Document -
^^^^^^^^^^^^^^^^

Indeed, such change gives more sense to the buzzword of the moment: value-added. The provision by law firms of value-added services has become a key client expectation, but it only really makes sense in the context of this strategic partnership. Samaha describes value-added services as including the provision of good lawyers on secondments or getting external lawyers to make tailored presentations to in-house legal teams or non-legal project teams, individually or as part of a group-wide forum, “just to keep them abreast of what is going on”. For other companies, the definitions might differ, but Samaha neatly sums up the key point when she says she wants external lawyers to behave as if they were an extension of the internal legal function. A piecemeal approach would make this impossible.

Eijsbouts has a similar view: “We would like to go for long-term relationships, especially in areas where we see outside lawyers as extensions to our own bread-and-butter work. We would like them to align to our policies and services, and share their knowledge and experience with us.” Such knowledge sharing could be as simple as sending through relevant information on developments in the general market as and when, but the real benefit for Akzo Nobel comes from law firms becoming a plugged-in source of information, tailored to the company’s particular needs.

Knowledge sharing is only part of the equation, however, and client calls for innovative charging mechanisms suggest an equally ingrained requirement for team work. There remains some disagreement as to the best billing mechanism, with Williams preferring the chargeable hour, subject to a full breakdown and review of the work undertaken, before the bill is delivered. She says this makes it easier to compare costs between firms and enables her to retain greater control over each project. For a growing number of clients, however, fixed or capped-fee is proving very popular. As Samaha says: “One of the things that lawyers have to tackle is this perception that every minute has to be paid for. If they can’t convince their clients that they’re not just in it to meet their billing targets, but are going to make that extra effort to get to know the clients and their businesses, then they’re going to constantly face this criticism.” It is an argument that neatly reinforces the partnership approach.

^^^^^^^^^^^^^^^^

Extracted material -
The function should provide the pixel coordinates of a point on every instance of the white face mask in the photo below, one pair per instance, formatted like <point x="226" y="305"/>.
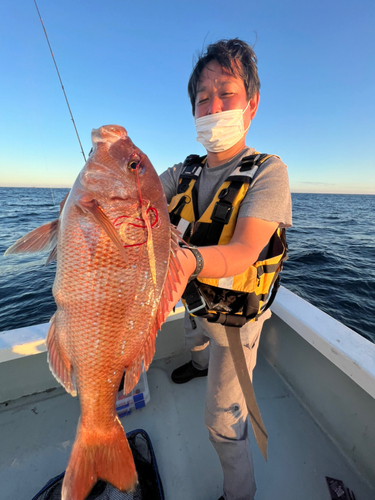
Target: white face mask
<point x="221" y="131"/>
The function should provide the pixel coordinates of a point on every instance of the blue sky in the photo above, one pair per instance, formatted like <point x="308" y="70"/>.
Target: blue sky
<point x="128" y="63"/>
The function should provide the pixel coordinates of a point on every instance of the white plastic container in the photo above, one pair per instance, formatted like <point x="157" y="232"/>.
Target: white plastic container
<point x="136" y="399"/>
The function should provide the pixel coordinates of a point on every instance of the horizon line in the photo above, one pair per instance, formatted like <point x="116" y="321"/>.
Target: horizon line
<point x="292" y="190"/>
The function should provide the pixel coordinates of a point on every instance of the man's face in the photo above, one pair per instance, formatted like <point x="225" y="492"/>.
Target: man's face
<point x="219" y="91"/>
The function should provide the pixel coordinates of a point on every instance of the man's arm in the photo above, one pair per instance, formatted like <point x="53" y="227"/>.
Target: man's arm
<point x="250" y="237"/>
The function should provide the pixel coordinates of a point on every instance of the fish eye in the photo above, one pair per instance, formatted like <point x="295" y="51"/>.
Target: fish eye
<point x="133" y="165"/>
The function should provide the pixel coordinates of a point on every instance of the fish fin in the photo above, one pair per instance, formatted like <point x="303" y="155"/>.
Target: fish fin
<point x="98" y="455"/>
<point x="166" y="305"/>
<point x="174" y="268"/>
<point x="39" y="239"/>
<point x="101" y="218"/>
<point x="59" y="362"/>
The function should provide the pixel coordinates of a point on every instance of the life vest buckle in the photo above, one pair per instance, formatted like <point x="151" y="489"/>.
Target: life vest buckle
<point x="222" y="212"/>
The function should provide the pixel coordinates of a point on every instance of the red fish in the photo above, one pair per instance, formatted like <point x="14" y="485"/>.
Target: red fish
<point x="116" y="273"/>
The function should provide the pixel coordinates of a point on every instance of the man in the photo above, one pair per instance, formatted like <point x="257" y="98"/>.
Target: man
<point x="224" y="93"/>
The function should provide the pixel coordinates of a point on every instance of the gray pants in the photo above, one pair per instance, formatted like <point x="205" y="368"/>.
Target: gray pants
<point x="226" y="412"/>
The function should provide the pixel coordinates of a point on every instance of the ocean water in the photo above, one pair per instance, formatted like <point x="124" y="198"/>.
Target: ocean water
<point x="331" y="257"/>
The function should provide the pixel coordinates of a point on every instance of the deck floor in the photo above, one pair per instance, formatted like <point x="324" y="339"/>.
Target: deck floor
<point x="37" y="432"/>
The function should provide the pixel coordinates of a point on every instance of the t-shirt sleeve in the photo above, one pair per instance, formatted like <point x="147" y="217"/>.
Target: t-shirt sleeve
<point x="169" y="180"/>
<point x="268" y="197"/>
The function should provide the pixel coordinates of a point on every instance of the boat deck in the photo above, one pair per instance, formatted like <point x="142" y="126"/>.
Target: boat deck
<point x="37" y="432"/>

^^^^^^^^^^^^^^^^

Written tasks -
**a.** Reproduce the passage on law firms and their clients, starting with "Eijsbouts has a" and going on through "company’s particular needs.".
**b.** Using the passage on law firms and their clients, mark each statement yes or no and quote the words of the passage that decide it: (i) Williams prefers fixed or capped fees; (ii) Samaha wants external lawyers to act as an extension of the internal legal function; (iii) Eijsbouts favors short-term engagements with outside lawyers.
**c.** Name every person in the passage on law firms and their clients.

Answers to the tasks -
**a.**
Eijsbouts has a similar view: “We would like to go for long-term relationships, especially in areas where we see outside lawyers as extensions to our own bread-and-butter work. We would like them to align to our policies and services, and share their knowledge and experience with us.” Such knowledge sharing could be as simple as sending through relevant information on developments in the general market as and when, but the real benefit for Akzo Nobel comes from law firms becoming a plugged-in source of information, tailored to the company’s particular needs.

**b.**
(i) No: "with Williams preferring the chargeable hour"
(ii) Yes: "she wants external lawyers to behave as if they were an extension of the internal legal function"
(iii) No: "We would like to go for long-term relationships"

**c.** Samaha, Eijsbouts, Williams